→ **Exercise 1**: In the passage below on filing for personal bankruptcy, what are the two important types of bankruptcy for individuals?
→ **Exercise 2**: Translate this sentence from the personal bankruptcy passage below into Spanish: "The idea of being freed from unmanageable debt in the present to build and enjoy a financially comfortable future is preferred by many."
━━ Passage shown ━━
Factors to consider before filing for personal bankruptcy

Deciding to file personal bankruptcy is a serious decision, and the choice may not be appropriate for everyone who believes their debt is unmanageable. That's why it's important to speak with an attorney who practices bankruptcyto help you consider factors that apply to your personal situation and decide what type of bankruptcy may be appropriate.

Many people file bankruptcy because their financial situation is a detriment to their mental health while others file for bankruptcy because they cannot pay their bills and do not believe they will be able to pay their financial obligations in the future. The idea of being freed from unmanageable debt in the present to build and enjoy a financially comfortable future is preferred by many. Bankruptcy may be appropriate if some of the following factors apply:
-Most of your debts are unsecured debt like credit card bills or medical bills
-Your wages or bank account have been garnished
-Your total debt, not including your car or home loan, is more than you could pay, even over five or more years
-Your payments are more than 30 days behind on more than one bill
-Collection agencies are calling you at home or at work
-There are collection lawsuits pending against you
-You have high medical bills not covered by insurance
-You owe income taxes that you are currently unable to pay
-You have few assets
-You have little or no savings
-You had property repossessed
-Your mortgage lender has threatened or started foreclosure proceedings against your home


Filing for bankruptcy will allow you to pay creditors a portion of what is owed depending on your ability to pay, and after bankruptcy is complete the discharge from bankruptcy prevents creditors from trying to collect the remainder. For individuals there are two important types of bankruptcy: Chapter 7 and Chapter 13. Both types of bankruptcy require creditors to stop collections efforts, known as the automatic stay, and both types provide for plans to pay creditors overseen by a trustee that results in the discharge of debt.
━━━
━━ Exercise data ━━
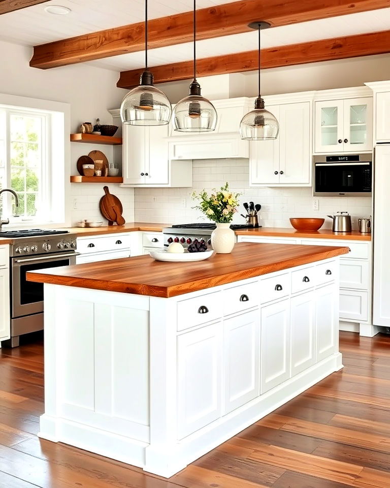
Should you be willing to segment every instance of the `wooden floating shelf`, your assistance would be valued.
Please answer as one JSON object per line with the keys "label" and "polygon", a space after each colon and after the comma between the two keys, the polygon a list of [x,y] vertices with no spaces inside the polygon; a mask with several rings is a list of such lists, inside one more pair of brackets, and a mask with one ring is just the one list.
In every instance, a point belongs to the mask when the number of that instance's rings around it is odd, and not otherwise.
━━━
→ **Final answer 1**: Chapter 7 and Chapter 13.

→ **Final answer 2**: La idea de verse liberado de deudas inmanejables en el presente para construir y disfrutar de un futuro financieramente cómodo es preferida por muchos.